*Work to be completed*
Without skipping or changing anything, print all the entries.

[Available data Boundary: Start]

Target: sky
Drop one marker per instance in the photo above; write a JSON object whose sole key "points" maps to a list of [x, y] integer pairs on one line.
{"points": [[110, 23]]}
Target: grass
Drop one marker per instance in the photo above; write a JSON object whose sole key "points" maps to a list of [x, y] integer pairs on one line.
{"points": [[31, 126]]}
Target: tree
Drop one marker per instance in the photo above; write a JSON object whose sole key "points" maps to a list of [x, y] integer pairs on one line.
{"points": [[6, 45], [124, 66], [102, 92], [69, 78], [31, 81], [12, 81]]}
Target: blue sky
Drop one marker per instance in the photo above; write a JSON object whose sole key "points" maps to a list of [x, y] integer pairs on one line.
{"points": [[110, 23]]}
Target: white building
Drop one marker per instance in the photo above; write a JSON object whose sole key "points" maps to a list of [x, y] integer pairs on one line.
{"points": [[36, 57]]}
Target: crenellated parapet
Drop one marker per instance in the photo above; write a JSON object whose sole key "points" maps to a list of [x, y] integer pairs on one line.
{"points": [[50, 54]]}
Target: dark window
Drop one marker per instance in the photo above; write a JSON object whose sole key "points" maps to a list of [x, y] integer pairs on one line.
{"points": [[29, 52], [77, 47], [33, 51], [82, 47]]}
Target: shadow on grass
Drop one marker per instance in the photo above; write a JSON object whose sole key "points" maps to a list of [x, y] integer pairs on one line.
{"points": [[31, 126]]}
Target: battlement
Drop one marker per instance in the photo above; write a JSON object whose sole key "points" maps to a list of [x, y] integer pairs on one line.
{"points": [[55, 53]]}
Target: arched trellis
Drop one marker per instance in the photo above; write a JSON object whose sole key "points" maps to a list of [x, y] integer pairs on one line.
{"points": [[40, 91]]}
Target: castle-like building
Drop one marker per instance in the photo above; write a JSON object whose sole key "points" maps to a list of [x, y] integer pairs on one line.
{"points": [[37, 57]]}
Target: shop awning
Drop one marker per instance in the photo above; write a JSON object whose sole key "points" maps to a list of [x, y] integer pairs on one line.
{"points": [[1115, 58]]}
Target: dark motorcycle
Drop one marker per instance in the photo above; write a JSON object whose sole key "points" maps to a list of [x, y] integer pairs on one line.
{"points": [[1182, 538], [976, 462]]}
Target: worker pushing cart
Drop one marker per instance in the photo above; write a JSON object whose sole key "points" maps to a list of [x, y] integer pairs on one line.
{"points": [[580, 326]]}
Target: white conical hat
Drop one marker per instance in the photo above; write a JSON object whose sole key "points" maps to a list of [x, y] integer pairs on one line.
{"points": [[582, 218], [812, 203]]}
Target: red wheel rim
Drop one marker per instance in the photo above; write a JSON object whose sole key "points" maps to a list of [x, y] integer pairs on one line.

[Available data Boundary: End]

*Task answer*
Target: sky
Drop one marker per instance in the photo above; write a JSON object whose sole key "points" maps to a list of [x, y] integer pairs on one line.
{"points": [[110, 23]]}
Target: grass
Drop one marker per instance in the photo above; write a JSON object whose sole key "points" maps to a list of [x, y] integer pairs on one line.
{"points": [[31, 126]]}
Target: tree
Drop one marker per instance in the photo above; write a JSON object whose sole key "points" maps to a list of [x, y] integer pairs on one line.
{"points": [[6, 45], [124, 66], [102, 92], [69, 78], [31, 81], [12, 81]]}
Target: blue sky
Drop one marker per instance in the photo above; write a JSON object whose sole key "points" maps to a list of [x, y] integer pairs on one line.
{"points": [[110, 23]]}
Target: white building
Drop one marker per instance in the photo above; write a JSON object whose sole key "points" maps to a list of [x, y] integer pairs on one line.
{"points": [[36, 57]]}
Target: crenellated parapet
Drop one marker per instance in the photo above; write a JSON object whose sole key "points" maps to a list of [x, y] integer pairs on one line.
{"points": [[50, 54]]}
Target: dark window
Drop one marker per instance in the photo above; write a JSON object whose sole key "points" maps to a list of [x, y] integer pairs on one line.
{"points": [[29, 52], [77, 47], [33, 51], [82, 47]]}
Target: shadow on grass
Drop one marker per instance in the photo above; write a JSON object whose sole key "points" maps to a list of [x, y] integer pairs on one line.
{"points": [[31, 126]]}
Target: battlement
Drop one marker per instance in the photo above; write a JSON object whose sole key "points" maps to a list of [x, y] integer pairs on one line.
{"points": [[55, 53]]}
Target: arched trellis
Drop one marker per instance in the photo above; write a JSON object whose sole key "points" maps to a list of [x, y] integer pairs on one line.
{"points": [[40, 91]]}
Target: castle-like building
Drop one marker per instance in the photo above; write a JSON object whose sole key "points" maps to a list of [x, y] integer pairs on one line.
{"points": [[37, 57]]}
Target: shop awning
Drop one marker per instance in the photo above; write a JSON object whose sole key "points" maps to a list of [x, y] integer pairs on one line.
{"points": [[1115, 58]]}
Target: dark motorcycle
Drop one marker per instance in the photo above; write a JSON object whose sole key "points" maps to a list of [x, y] integer pairs on one line.
{"points": [[1182, 538], [976, 462]]}
Target: worker pushing cart
Drop one marker per instance in the photo above; write a JSON object whose sole key "points" maps to a list of [x, y] integer pairs on one line.
{"points": [[580, 326]]}
Target: white conical hat
Drop one marker per instance in the photo above; write a JSON object whose sole key "points" maps to a list of [x, y] integer pairs on one line.
{"points": [[582, 218], [812, 203]]}
Target: red wheel rim
Drop one marker per instance in the photo above; write a JSON object whose sole key "points" maps to a list of [x, y] integer pairs on one line.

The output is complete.